• **PROBLEM DETAILS**: Where the records contain images, omit them, and repeat everything else word for word.

• **DATA FOR ANALYSIS**:
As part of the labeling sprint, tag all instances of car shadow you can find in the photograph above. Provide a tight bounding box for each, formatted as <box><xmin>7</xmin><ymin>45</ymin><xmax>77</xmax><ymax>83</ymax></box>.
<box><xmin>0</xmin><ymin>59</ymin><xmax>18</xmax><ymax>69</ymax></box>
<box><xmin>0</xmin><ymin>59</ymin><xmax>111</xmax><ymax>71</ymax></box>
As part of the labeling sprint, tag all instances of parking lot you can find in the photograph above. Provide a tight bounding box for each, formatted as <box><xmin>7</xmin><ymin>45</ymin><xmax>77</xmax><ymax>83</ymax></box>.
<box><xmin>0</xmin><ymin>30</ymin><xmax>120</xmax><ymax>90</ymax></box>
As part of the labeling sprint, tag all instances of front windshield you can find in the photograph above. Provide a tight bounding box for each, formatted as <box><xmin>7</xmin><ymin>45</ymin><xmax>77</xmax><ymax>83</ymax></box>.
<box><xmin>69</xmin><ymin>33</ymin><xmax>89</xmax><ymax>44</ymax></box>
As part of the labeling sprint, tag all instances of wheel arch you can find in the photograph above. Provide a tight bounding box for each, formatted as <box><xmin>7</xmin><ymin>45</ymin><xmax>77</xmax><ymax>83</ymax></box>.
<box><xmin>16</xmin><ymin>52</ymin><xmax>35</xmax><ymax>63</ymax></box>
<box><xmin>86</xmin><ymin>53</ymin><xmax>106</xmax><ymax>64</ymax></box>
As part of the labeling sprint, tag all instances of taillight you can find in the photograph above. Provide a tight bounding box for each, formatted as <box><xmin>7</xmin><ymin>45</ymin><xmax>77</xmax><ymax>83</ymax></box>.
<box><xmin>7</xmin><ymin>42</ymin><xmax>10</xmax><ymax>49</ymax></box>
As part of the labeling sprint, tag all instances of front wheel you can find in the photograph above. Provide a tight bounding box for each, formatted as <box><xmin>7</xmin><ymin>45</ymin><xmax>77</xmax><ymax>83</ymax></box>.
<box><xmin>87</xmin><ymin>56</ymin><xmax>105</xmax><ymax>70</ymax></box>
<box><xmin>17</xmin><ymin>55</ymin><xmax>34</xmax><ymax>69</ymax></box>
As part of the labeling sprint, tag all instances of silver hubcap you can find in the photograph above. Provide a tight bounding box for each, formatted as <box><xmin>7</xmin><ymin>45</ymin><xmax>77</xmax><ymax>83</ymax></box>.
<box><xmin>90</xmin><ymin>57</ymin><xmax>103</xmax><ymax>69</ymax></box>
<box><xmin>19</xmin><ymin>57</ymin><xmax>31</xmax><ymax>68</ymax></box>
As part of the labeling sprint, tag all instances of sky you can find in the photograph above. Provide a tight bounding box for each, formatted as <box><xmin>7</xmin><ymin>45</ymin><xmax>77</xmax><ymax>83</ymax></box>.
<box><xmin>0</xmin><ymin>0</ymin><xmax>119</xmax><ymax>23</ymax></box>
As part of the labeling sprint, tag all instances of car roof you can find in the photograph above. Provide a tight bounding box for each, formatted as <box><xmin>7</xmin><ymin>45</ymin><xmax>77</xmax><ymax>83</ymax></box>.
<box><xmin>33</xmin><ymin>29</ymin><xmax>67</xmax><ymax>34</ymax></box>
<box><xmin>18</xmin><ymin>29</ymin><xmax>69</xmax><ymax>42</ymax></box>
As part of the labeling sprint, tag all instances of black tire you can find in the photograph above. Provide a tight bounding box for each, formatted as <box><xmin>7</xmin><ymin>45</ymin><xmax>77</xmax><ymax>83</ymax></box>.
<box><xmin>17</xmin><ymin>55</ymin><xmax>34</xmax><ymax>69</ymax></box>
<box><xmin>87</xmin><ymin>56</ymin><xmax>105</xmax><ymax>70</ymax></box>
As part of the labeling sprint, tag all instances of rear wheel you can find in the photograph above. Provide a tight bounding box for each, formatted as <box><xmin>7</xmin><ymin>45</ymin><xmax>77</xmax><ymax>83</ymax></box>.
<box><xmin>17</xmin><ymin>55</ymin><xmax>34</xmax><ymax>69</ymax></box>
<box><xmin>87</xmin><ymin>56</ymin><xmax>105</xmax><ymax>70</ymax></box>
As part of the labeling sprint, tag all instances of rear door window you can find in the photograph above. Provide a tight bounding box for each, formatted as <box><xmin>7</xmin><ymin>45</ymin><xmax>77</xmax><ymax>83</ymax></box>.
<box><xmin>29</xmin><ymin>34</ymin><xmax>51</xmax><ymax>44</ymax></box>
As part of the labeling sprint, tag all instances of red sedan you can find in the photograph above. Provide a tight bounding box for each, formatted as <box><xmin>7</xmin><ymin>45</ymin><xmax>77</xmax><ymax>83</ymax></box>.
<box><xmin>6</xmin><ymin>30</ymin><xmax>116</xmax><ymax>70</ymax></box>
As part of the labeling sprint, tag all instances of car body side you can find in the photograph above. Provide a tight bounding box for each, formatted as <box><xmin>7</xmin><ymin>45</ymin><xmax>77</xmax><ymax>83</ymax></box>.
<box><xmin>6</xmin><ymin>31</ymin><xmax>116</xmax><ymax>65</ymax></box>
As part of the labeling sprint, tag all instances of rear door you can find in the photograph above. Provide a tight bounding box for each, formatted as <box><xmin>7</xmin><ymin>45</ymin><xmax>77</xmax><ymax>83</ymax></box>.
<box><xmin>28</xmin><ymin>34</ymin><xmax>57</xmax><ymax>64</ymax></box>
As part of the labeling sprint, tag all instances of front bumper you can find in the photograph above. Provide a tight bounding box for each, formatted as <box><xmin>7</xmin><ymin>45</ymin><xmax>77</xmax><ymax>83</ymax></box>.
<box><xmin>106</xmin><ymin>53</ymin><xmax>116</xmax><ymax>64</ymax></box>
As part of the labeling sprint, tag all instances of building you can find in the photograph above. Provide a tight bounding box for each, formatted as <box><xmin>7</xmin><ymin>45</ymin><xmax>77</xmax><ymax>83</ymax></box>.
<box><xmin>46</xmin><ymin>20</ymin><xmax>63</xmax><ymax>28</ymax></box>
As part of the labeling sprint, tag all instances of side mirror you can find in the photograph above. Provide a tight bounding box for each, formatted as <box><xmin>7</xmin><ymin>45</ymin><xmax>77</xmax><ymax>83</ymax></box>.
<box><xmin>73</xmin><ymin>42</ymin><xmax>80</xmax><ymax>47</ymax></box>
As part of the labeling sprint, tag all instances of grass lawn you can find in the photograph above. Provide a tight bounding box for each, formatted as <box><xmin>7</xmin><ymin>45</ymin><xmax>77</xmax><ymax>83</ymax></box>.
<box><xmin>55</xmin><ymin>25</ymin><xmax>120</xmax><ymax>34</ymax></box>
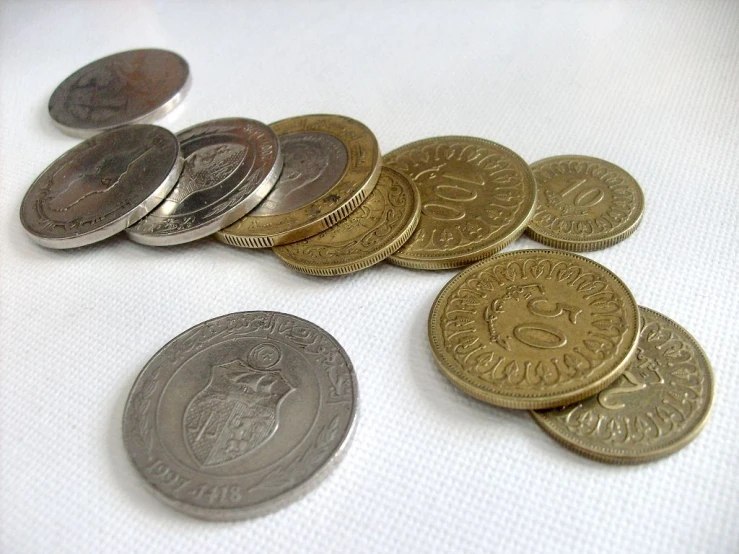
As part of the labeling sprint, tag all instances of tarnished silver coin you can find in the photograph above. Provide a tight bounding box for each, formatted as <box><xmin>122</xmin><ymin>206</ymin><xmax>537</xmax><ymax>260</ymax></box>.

• **THE COMPLETED TASK**:
As part of the labeling sprint, tag all instances of car shadow you can find in the photograph above. Provide a tight bounding box for each, formatted as <box><xmin>7</xmin><ymin>45</ymin><xmax>77</xmax><ymax>83</ymax></box>.
<box><xmin>0</xmin><ymin>59</ymin><xmax>18</xmax><ymax>69</ymax></box>
<box><xmin>0</xmin><ymin>59</ymin><xmax>111</xmax><ymax>71</ymax></box>
As part of the labeling sprint, tag all instances of parking lot you can find in the photograph above. Provide a tight bounding box for each, formatted as <box><xmin>7</xmin><ymin>45</ymin><xmax>77</xmax><ymax>83</ymax></box>.
<box><xmin>0</xmin><ymin>30</ymin><xmax>120</xmax><ymax>90</ymax></box>
As part of the labeling sprint, tag all instances of front windshield you can find in the photograph above. Provide a tight bounding box for each, formatted as <box><xmin>7</xmin><ymin>45</ymin><xmax>77</xmax><ymax>83</ymax></box>.
<box><xmin>69</xmin><ymin>33</ymin><xmax>89</xmax><ymax>44</ymax></box>
As part of the labeling sprint, tag all instances of wheel arch you can find in the photograph above. Provide a tight bounding box for each, formatted as <box><xmin>7</xmin><ymin>45</ymin><xmax>77</xmax><ymax>83</ymax></box>.
<box><xmin>16</xmin><ymin>52</ymin><xmax>35</xmax><ymax>63</ymax></box>
<box><xmin>86</xmin><ymin>53</ymin><xmax>106</xmax><ymax>64</ymax></box>
As part of the labeling sprint, tag all instances of taillight you can find in the photograph above. Provide a tight bounding box for each, formatted as <box><xmin>7</xmin><ymin>45</ymin><xmax>77</xmax><ymax>83</ymax></box>.
<box><xmin>7</xmin><ymin>42</ymin><xmax>10</xmax><ymax>49</ymax></box>
As part of the labeling sprint, tag all instances of front wheel you can find in the photograph above. Provide a tight bounding box for each, formatted as <box><xmin>7</xmin><ymin>45</ymin><xmax>77</xmax><ymax>83</ymax></box>.
<box><xmin>87</xmin><ymin>56</ymin><xmax>105</xmax><ymax>70</ymax></box>
<box><xmin>17</xmin><ymin>55</ymin><xmax>34</xmax><ymax>69</ymax></box>
As part of the labeling sprint, tag all instances of silver hubcap you can find in the photograph above. Provide a tight bounding box for each, formatted as <box><xmin>7</xmin><ymin>45</ymin><xmax>77</xmax><ymax>83</ymax></box>.
<box><xmin>90</xmin><ymin>57</ymin><xmax>103</xmax><ymax>69</ymax></box>
<box><xmin>19</xmin><ymin>57</ymin><xmax>31</xmax><ymax>68</ymax></box>
As part of the labeling sprint, tag all instances of sky you can find in the photograph above. Provide a tight bounding box for each, formatted as <box><xmin>7</xmin><ymin>45</ymin><xmax>77</xmax><ymax>83</ymax></box>.
<box><xmin>0</xmin><ymin>0</ymin><xmax>119</xmax><ymax>23</ymax></box>
As part of the labeling sprint, tag all instances of car roof you can find in the photograph above. Provide a tight bounding box for each, formatted as <box><xmin>7</xmin><ymin>45</ymin><xmax>77</xmax><ymax>83</ymax></box>.
<box><xmin>33</xmin><ymin>29</ymin><xmax>67</xmax><ymax>34</ymax></box>
<box><xmin>18</xmin><ymin>29</ymin><xmax>69</xmax><ymax>42</ymax></box>
As part of the labeling sprint, tag all instances of black tire you can find in the photograph above. Provide a tight bounding box for each, formatted as <box><xmin>7</xmin><ymin>45</ymin><xmax>77</xmax><ymax>83</ymax></box>.
<box><xmin>17</xmin><ymin>55</ymin><xmax>34</xmax><ymax>69</ymax></box>
<box><xmin>87</xmin><ymin>56</ymin><xmax>105</xmax><ymax>70</ymax></box>
As part of the labeling sprint, tag all instances of rear wheel you can find in the photograph above. Provide a tight bounding box for each, formatted as <box><xmin>7</xmin><ymin>45</ymin><xmax>77</xmax><ymax>83</ymax></box>.
<box><xmin>17</xmin><ymin>55</ymin><xmax>34</xmax><ymax>69</ymax></box>
<box><xmin>87</xmin><ymin>56</ymin><xmax>105</xmax><ymax>70</ymax></box>
As part of the labeling sprint, tag all instances of rear door window you can find in the photograph above. Provide a tight bounding box for each, formatted as <box><xmin>7</xmin><ymin>45</ymin><xmax>77</xmax><ymax>83</ymax></box>.
<box><xmin>29</xmin><ymin>34</ymin><xmax>51</xmax><ymax>44</ymax></box>
As part of the labeling sprint, tag all instances of red sedan you can find in the photograph above. Provide a tight bounding box for each, formatted as <box><xmin>7</xmin><ymin>45</ymin><xmax>77</xmax><ymax>83</ymax></box>.
<box><xmin>6</xmin><ymin>30</ymin><xmax>116</xmax><ymax>70</ymax></box>
As part of the labeling sprint, tag all instances of car body side you can find in the photograph above. Provide a tight bounding box for each, formatted as <box><xmin>7</xmin><ymin>45</ymin><xmax>77</xmax><ymax>83</ymax></box>.
<box><xmin>6</xmin><ymin>31</ymin><xmax>116</xmax><ymax>65</ymax></box>
As part of the labeling sprint, tag all instances of rear door you can find in the photograph above. Provide a tight bounding box for each, formatted as <box><xmin>7</xmin><ymin>45</ymin><xmax>77</xmax><ymax>83</ymax></box>.
<box><xmin>28</xmin><ymin>34</ymin><xmax>57</xmax><ymax>64</ymax></box>
As part of the labeling sprint, tag all instances of front bumper you can find in the photograph above. Provide a tight bounding box for each, formatted as <box><xmin>7</xmin><ymin>45</ymin><xmax>77</xmax><ymax>83</ymax></box>.
<box><xmin>106</xmin><ymin>53</ymin><xmax>116</xmax><ymax>64</ymax></box>
As part of the labeling sprint, tag all instances of building you can find in the photograph above. Provide a tight bounding box for each, formatted as <box><xmin>7</xmin><ymin>45</ymin><xmax>77</xmax><ymax>83</ymax></box>.
<box><xmin>46</xmin><ymin>20</ymin><xmax>63</xmax><ymax>28</ymax></box>
As part of the labeling sprint, tag all instances of side mirror you can find in the photograph above. Provide a tight bounding box for each, formatted as <box><xmin>7</xmin><ymin>45</ymin><xmax>77</xmax><ymax>83</ymax></box>.
<box><xmin>73</xmin><ymin>42</ymin><xmax>80</xmax><ymax>47</ymax></box>
As part of the labeling sprint, tag all instances of grass lawn you can find in the photograph above. Provide a tight bounding box for each, formatted as <box><xmin>7</xmin><ymin>45</ymin><xmax>77</xmax><ymax>83</ymax></box>.
<box><xmin>55</xmin><ymin>25</ymin><xmax>120</xmax><ymax>34</ymax></box>
As part of the labeling sprint, tag all instances of tarnished silver coin you can find in the photograph above. Provide a tight bounding box for each, formatted as <box><xmin>122</xmin><ymin>206</ymin><xmax>537</xmax><ymax>260</ymax></box>.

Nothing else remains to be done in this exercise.